=== MATERIAL SUPPLIED ===

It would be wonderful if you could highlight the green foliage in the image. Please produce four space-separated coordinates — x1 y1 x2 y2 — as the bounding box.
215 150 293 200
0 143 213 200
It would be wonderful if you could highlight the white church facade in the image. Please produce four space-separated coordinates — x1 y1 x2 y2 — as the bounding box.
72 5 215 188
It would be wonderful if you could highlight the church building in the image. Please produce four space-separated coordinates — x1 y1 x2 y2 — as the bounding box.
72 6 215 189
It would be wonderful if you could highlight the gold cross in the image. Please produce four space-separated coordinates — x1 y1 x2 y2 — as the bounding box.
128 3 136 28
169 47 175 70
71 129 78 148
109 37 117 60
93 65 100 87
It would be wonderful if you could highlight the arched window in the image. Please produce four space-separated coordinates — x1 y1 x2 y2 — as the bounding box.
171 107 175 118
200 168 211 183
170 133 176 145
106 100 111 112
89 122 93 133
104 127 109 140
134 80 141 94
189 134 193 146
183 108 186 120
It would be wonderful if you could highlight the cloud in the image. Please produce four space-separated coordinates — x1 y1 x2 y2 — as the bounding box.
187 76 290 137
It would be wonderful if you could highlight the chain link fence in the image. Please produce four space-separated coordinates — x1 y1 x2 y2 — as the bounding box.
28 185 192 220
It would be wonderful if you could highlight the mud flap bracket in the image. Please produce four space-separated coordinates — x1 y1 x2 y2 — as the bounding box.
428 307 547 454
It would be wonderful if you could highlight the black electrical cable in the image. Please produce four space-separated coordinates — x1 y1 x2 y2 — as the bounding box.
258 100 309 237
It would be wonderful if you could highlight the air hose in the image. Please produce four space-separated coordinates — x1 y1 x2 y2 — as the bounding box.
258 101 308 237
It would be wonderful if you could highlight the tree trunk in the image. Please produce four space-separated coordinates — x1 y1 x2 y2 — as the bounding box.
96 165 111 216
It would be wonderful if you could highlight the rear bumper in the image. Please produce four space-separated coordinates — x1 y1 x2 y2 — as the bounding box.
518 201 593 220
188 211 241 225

===

▶ [AIM OF THE TASK]
Copy the records word for word, starting at the very first line and ending at the line containing "93 65 100 87", with that line included.

▶ [FULL ANSWER]
It would be wonderful if you could highlight the green foliage in the image. Please produce four space-separated coordinates — x1 y1 x2 y2 — as the bounding box.
215 150 293 200
0 143 213 200
It would be wonderful if you could highlight the white church facade in the image. Please produce four space-separated coordinates — x1 y1 x2 y2 — as the bounding box.
72 5 215 188
It would be wonderful if you could highlight the church building in the image. Please produce four space-separated coordinates — x1 y1 x2 y2 — as the bounding box.
72 6 215 189
It would be wonderful if you could highlight the gold cross in the image. Please produce four space-separated coordinates — x1 y1 x2 y2 — as the bounding box.
128 3 136 28
169 47 175 70
71 129 78 148
109 37 117 60
93 65 100 87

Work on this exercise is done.